= DIRECTIONS =
Print the data verbatim from its opening line through the line containing "point(96, 183)", with both of those lines included.
-- START OF SUPPLIED DATA --
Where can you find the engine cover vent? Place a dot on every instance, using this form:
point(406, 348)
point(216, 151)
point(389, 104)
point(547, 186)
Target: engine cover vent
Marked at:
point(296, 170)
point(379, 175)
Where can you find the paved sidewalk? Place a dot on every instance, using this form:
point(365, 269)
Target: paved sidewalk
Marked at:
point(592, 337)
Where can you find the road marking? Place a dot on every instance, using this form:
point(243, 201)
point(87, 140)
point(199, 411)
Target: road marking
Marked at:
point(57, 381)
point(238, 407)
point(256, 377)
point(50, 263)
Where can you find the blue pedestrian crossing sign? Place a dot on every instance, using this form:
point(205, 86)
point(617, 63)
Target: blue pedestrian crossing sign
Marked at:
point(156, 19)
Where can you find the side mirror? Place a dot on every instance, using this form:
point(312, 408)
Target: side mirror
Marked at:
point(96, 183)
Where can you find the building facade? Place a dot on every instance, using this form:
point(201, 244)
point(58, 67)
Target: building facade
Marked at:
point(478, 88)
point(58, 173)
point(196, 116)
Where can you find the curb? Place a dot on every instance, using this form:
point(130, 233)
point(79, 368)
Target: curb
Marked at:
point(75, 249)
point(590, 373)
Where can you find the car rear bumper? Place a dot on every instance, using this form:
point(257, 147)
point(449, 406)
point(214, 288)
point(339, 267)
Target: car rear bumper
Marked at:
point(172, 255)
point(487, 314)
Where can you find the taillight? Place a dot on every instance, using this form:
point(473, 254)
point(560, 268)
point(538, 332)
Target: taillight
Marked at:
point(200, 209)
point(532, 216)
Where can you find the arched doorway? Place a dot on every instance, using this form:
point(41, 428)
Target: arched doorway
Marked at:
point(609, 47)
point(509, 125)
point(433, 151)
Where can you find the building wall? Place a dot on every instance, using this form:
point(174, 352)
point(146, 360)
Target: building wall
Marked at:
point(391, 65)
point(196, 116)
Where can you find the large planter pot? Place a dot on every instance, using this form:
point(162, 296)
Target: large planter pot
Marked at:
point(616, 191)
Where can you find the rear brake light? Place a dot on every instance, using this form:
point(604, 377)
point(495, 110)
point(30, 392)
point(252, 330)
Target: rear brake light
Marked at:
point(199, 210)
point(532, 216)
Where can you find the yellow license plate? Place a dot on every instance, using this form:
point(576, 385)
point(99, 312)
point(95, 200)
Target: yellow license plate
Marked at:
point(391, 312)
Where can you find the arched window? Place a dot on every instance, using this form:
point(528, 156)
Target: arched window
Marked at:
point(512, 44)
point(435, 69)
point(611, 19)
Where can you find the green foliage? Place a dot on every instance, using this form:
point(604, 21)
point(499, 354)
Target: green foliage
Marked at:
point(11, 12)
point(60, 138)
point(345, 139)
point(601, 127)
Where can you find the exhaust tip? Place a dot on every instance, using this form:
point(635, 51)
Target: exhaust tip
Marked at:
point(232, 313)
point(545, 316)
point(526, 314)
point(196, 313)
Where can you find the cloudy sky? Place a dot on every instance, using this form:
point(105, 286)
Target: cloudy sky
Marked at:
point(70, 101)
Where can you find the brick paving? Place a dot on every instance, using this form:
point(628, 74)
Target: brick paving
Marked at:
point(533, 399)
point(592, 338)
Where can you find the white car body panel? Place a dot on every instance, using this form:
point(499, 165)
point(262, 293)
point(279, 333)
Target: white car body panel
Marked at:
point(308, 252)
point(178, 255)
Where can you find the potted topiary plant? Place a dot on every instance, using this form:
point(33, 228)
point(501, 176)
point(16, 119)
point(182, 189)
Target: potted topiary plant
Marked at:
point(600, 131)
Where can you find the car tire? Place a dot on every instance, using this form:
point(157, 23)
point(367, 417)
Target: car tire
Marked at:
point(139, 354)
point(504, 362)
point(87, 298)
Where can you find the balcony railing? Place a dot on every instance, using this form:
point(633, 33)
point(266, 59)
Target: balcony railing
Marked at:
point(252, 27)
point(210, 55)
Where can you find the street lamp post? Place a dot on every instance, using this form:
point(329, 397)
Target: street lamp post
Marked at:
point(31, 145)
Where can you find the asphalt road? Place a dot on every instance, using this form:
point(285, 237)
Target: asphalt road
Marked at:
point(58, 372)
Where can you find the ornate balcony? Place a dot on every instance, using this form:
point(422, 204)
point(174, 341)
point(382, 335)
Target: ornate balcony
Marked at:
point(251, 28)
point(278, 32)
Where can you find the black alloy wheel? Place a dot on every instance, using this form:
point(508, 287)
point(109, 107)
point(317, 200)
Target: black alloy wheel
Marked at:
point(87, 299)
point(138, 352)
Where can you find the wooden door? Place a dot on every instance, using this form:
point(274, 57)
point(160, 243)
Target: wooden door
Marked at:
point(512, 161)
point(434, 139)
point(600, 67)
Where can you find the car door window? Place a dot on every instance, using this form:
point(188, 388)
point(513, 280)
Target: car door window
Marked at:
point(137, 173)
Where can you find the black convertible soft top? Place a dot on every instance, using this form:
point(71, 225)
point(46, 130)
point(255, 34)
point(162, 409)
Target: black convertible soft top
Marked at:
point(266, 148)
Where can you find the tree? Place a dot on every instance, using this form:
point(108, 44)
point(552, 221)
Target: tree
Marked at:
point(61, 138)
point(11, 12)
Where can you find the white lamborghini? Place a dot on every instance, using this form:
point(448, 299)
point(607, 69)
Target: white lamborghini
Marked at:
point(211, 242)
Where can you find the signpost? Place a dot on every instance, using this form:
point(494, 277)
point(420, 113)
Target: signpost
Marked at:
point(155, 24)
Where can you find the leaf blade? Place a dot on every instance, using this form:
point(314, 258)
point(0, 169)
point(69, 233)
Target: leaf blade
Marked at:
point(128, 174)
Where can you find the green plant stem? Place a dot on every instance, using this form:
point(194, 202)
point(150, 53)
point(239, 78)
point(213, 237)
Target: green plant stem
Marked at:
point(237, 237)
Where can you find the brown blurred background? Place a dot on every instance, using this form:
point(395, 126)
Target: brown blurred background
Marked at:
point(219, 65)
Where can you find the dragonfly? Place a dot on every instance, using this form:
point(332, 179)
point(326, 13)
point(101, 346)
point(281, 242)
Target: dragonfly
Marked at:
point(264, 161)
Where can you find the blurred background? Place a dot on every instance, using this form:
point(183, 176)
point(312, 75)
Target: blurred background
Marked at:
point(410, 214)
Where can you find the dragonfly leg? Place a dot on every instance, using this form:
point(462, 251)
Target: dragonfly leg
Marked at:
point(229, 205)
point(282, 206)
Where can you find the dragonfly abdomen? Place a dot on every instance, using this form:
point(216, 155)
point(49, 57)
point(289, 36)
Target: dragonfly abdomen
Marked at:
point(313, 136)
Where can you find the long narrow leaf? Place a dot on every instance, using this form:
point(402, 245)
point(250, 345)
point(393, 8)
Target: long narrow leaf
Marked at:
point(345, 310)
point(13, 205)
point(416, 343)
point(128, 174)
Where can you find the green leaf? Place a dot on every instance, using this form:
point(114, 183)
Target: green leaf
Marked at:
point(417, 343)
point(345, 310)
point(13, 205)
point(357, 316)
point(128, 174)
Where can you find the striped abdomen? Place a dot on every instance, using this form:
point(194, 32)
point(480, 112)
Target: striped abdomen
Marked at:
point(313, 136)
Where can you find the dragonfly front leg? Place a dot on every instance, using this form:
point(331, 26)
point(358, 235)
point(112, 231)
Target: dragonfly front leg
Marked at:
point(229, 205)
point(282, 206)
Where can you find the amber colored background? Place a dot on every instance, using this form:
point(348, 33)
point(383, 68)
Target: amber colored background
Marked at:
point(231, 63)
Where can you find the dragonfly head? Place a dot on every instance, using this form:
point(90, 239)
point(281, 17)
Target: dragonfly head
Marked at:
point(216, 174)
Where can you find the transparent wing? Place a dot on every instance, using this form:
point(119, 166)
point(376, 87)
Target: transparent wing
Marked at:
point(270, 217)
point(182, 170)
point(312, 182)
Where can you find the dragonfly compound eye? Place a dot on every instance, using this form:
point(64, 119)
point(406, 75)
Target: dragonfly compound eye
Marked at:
-- END OF SUPPLIED DATA --
= THE REPLY =
Where can you find the engine cover vent? Place a dot on every instance, using this form:
point(406, 348)
point(216, 151)
point(389, 104)
point(547, 186)
Target: engine cover vent
Marked at:
point(296, 170)
point(379, 175)
Where can you find the paved sidewalk? Place a dot on every instance, using this form:
point(365, 269)
Target: paved sidewalk
Marked at:
point(592, 337)
Where can you find the road marking? Place a dot on every instance, using this form:
point(243, 201)
point(87, 140)
point(199, 411)
Target: road marking
Marked at:
point(57, 381)
point(238, 407)
point(256, 377)
point(50, 263)
Where can you find the blue pedestrian crossing sign? Place a dot on every instance, using this form:
point(205, 86)
point(617, 63)
Target: blue pedestrian crossing sign
Marked at:
point(156, 19)
Where can you find the side mirror? Place a dot on every instance, using this form:
point(312, 408)
Target: side mirror
Marked at:
point(96, 183)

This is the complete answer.